- Genre: Sketch comedy Surreal humor
- Created by: Nick Cannon
- Written by: Alejandro Bien-Willner Heather Anne Campbell Mikey Day Eric Scott Scott Tomlinson
- Directed by: Danny J. Boyle
- Starring: Shauna Case Shameik Moore Tristan Pasterick Chanelle Peloso Jeremy Shada Brandon Soo Hoo
- Composers: Nick Cannon Kevin Writer
- Country of origin: United States
- Original language: English
- No. of seasons: 1
- No. of episodes: 13

Production
- Executive producers: Nick Cannon; Michael Goldman; Scott Tomlinson; Brian A. Miller; Mark Costa; Walter J. Newman; Rob Sorcher;
- Producers: Cathy A. Cambria Karen Mayeda-Vranek Mikey Day
- Cinematography: Byron Shah
- Editors: Cortney Carrillo Steve Rasch Jeremy Reuben
- Running time: 22 minutes
- Production companies: N'Credible Entertainment Cartoon Network Studios

Original release
- Network: Cartoon Network
- Release: December 31, 2012 – April 11, 2013

= Incredible Crew =

American sketch comedy television series

Incredible Crew is an American sketch comedy television series, created by Nick Cannon for Cartoon Network. Cannon filmed the pilot in late 2011 as originally Class Clowns and was later greenlit with its finalized name, and the series aired as a sneak peek on December 31, 2012 to April 11, 2013, featuring a 22-minute run time.

This was the final live-action show produced by Cartoon Network Studios.

==Plot==
Incredible Crew is a live-action sketch comedy series from producer and entertainer Nick Cannon. Episodes consist of short-form surreal comedy acts, hidden camera pranks, original music videos, and commercial parodies using non-sequitur humor. Incredible Crew casts six young comedy stars: Shauna Case (American Horror Story), Shameik Moore (Spider-Man: Across The Spider-Verse), Tristan Pasterick (guest star, I'm in the Band), Chanelle Peloso (Level Up), Jeremy Shada (Adventure Time), and Brandon Soo Hoo (Supah Ninjas). Nick Cannon serves as executive producer of Incredible Crew along with Michael Goldman and Scott Tomlinson. Cartoon Network Studios produced the series in association with N'Credible Entertainment.

# DATASET CONTENT
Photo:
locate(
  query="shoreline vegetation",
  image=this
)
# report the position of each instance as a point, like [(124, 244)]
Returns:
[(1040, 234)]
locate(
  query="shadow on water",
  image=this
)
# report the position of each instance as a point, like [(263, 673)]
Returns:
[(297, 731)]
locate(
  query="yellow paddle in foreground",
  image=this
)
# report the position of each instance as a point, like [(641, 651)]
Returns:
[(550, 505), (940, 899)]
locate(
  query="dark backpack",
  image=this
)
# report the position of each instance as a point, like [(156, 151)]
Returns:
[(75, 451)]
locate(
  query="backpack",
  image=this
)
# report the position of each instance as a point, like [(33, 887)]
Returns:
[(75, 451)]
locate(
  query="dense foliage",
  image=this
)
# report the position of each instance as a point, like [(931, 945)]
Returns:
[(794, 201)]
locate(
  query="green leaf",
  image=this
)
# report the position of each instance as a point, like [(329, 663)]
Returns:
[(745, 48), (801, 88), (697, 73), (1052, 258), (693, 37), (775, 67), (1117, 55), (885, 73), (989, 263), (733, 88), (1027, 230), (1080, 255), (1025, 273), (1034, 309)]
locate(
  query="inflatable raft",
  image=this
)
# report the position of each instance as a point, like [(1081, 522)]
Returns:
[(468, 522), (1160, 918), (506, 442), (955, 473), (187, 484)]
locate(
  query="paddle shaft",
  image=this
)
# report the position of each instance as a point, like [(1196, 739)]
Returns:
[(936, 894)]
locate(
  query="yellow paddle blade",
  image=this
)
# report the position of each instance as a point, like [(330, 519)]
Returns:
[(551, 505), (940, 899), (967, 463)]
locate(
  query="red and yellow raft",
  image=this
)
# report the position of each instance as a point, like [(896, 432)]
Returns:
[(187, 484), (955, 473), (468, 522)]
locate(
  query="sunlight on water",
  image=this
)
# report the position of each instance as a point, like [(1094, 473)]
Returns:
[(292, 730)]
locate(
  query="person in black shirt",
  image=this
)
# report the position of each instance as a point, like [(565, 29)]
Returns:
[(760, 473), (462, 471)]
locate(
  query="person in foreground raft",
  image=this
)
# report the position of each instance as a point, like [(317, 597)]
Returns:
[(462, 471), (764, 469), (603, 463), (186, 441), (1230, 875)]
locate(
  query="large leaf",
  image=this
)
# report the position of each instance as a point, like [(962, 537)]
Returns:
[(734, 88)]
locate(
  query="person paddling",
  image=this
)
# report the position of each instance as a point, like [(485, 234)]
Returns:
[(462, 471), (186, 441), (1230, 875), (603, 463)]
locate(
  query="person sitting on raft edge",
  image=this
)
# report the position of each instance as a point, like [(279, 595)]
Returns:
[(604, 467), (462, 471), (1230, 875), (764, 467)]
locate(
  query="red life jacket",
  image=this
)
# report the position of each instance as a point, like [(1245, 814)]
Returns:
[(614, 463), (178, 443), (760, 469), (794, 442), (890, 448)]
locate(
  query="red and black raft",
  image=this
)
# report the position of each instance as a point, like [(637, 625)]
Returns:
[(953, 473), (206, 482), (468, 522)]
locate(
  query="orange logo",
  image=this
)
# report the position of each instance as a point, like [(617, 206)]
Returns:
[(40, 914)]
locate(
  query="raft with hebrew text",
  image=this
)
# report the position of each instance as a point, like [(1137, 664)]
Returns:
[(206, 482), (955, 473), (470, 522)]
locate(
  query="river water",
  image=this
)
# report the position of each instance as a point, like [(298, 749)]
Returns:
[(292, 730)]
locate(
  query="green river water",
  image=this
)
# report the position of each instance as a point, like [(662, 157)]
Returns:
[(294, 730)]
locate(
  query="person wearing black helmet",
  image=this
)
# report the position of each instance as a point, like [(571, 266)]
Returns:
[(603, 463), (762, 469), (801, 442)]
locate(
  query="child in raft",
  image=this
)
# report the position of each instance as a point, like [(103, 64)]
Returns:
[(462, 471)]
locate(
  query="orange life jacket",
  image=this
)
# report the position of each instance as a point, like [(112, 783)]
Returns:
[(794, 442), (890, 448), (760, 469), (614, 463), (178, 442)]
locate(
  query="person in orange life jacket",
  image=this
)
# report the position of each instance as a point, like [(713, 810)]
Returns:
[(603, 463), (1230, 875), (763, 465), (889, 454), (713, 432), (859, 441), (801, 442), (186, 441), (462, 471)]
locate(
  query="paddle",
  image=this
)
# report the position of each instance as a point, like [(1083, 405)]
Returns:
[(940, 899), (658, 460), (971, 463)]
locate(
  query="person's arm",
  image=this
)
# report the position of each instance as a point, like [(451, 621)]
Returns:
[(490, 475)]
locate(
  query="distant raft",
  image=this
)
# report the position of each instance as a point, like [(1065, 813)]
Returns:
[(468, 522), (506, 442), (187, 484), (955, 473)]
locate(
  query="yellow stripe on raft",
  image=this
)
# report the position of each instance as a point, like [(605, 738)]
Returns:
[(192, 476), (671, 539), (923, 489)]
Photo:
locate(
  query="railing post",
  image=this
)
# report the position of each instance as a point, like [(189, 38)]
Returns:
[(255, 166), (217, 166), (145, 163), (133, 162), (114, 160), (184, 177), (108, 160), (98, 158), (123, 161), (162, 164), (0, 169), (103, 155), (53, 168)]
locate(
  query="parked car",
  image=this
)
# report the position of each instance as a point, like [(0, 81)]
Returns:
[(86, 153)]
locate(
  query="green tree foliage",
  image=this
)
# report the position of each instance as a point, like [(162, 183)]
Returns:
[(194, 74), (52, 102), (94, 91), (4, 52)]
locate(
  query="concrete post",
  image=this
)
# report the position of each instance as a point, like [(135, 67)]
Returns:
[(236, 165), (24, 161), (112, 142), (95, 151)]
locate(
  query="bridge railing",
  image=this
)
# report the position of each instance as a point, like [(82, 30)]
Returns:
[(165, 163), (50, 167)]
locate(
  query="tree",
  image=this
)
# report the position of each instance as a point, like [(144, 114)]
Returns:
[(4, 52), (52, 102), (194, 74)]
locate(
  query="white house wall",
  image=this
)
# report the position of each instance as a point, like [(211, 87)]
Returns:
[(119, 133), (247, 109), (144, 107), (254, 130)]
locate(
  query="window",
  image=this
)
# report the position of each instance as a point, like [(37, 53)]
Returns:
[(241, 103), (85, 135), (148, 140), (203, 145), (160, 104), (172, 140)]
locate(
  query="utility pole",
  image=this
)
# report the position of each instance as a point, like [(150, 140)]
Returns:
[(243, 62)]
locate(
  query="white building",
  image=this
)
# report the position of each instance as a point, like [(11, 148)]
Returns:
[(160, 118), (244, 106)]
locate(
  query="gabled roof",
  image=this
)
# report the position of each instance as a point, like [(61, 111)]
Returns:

# EXERCISE SET
1. Answer these about the Incredible Crew page:
(a) Who handled cinematography?
(b) What was the series called when Cannon filmed the pilot?
(c) Which company did Cartoon Network Studios produce the series with?
2. Switch "pilot" to "trial episode" in the Incredible Crew page, starting at "Incredible Crew is an" and ending at "Cartoon Network Studios.", and write out that section.
You won't need the rows to answer any of this.

# ANSWER LIST
1.
(a) Byron Shah
(b) Class Clowns
(c) N'Credible Entertainment

2.
Incredible Crew is an American sketch comedy television series, created by Nick Cannon for Cartoon Network. Cannon filmed the trial episode in late 2011 as originally Class Clowns and was later greenlit with its finalized name, and the series aired as a sneak peek on December 31, 2012 to April 11, 2013, featuring a 22-minute run time.

This was the final live-action show produced by Cartoon Network Studios.